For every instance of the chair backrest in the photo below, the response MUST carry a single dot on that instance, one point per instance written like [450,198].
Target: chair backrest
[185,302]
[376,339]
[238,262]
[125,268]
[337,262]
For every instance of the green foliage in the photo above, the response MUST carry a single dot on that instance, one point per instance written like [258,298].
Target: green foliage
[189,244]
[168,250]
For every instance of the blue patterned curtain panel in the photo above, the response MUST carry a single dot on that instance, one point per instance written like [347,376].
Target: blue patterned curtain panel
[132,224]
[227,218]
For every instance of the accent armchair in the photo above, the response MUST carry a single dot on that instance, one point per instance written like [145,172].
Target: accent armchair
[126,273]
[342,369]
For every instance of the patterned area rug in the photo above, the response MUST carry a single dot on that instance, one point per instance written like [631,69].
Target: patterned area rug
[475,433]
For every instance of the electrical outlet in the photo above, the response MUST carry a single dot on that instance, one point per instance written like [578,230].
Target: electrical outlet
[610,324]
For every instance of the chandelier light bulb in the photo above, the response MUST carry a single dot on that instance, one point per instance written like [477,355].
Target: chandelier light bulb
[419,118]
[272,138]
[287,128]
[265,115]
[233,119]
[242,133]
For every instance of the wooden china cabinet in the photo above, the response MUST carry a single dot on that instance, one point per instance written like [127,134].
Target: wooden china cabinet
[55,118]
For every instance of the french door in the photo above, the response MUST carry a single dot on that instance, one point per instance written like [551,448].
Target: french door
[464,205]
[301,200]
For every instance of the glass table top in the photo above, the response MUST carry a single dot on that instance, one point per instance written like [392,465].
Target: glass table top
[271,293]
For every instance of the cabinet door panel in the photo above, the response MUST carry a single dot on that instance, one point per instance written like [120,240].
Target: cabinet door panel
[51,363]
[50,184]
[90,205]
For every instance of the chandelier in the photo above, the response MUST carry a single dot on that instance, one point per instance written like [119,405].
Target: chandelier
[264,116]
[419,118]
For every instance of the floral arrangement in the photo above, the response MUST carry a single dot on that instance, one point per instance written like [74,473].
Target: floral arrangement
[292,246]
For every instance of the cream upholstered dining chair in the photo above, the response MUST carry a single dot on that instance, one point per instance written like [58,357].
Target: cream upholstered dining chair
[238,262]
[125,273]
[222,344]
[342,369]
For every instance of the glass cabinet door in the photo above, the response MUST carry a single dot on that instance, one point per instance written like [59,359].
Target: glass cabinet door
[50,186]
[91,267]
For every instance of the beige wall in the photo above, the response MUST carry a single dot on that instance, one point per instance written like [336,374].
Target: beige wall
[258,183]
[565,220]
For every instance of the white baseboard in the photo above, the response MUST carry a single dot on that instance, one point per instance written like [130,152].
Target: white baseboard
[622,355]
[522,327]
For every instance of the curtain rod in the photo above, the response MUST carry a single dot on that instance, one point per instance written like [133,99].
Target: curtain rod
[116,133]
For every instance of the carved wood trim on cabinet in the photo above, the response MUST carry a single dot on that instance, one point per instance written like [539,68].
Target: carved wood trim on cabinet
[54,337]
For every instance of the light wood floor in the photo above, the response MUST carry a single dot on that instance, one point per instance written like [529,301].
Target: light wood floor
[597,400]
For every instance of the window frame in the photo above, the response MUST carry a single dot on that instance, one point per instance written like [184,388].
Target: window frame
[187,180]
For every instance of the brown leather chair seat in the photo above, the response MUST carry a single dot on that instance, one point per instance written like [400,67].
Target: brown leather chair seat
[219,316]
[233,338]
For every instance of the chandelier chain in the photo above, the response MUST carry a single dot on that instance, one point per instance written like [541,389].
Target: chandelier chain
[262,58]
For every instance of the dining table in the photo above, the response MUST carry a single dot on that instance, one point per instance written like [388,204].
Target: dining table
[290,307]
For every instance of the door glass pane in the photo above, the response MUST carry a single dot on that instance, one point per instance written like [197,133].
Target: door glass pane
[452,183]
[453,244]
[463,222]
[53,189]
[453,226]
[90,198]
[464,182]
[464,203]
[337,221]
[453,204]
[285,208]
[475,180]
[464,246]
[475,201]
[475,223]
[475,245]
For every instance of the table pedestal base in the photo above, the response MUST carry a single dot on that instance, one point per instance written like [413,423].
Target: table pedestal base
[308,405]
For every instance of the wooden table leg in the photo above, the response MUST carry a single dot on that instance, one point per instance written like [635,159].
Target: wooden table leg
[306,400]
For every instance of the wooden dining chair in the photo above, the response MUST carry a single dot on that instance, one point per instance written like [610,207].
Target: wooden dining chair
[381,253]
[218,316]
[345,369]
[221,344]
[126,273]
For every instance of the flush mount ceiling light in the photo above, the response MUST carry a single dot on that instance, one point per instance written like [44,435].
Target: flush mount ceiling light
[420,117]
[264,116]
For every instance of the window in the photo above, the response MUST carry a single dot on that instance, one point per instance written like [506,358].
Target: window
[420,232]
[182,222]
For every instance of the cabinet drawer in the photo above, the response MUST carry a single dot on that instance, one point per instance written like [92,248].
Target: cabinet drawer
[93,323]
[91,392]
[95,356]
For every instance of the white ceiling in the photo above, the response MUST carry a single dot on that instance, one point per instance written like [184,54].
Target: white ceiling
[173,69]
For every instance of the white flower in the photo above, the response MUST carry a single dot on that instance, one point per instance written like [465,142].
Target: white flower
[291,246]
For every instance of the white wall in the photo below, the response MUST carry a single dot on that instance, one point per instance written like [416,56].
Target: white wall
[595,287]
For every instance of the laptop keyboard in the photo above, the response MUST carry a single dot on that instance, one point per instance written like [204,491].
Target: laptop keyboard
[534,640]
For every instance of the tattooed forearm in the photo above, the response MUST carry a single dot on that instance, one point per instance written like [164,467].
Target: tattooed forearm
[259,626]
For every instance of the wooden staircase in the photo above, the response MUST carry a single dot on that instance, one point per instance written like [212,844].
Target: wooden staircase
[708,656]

Problem to work on
Give back exactly the lines running from the line containing "For every instance of the wooden dining" through the end of the material above, both included, and nothing beyond them.

Response
For every instance of the wooden dining chair in the photo above, the response MUST carry a single dot on that instance, one point per instance written like [610,207].
Target: wooden dining chair
[381,253]
[218,316]
[345,369]
[221,344]
[126,273]
For every instance of the flush mount ceiling light in the photo above, the response MUST carry a single dot on that instance, one point per instance written like [44,435].
Target: flush mount ceiling light
[420,117]
[264,116]
For every instance of the window in the photo above, the response MUST carry a single dot on that instance, one point per instance written like [506,358].
Target: window
[420,232]
[182,222]
For every instance of the cabinet drawer in the photo above, the response MUST carry a single dot on that instance, one point per instance written like [92,248].
Target: cabinet drawer
[93,323]
[91,392]
[95,356]
For every instance of the white ceiling in the photo above, the response MUST carry a single dot on that instance, one point per instance written like [184,54].
Target: white ceiling
[173,69]
For every instance of the white flower in the photo above, the response MUST carry a single dot on that instance, one point per instance written like [465,142].
Target: white flower
[291,246]
For every instance of the white wall in the photo below, the response MUST carry a single dot on that instance, one point per instance written like [416,56].
Target: white wall
[595,287]
For every instance of the laptop keyboard in the photo above, the response MUST carry a single dot on that instance, one point per instance written like [204,491].
Target: laptop keyboard
[534,640]
For every instance of the tattooed forearm in the photo above, the response MUST carry a single dot on that instance, one point per instance written like [164,467].
Target: tattooed forearm
[259,626]
For every instance of the wooden staircase in the photo above, the response MUST carry a single dot on that instance, one point per instance written like [212,844].
Target: wooden staircase
[708,656]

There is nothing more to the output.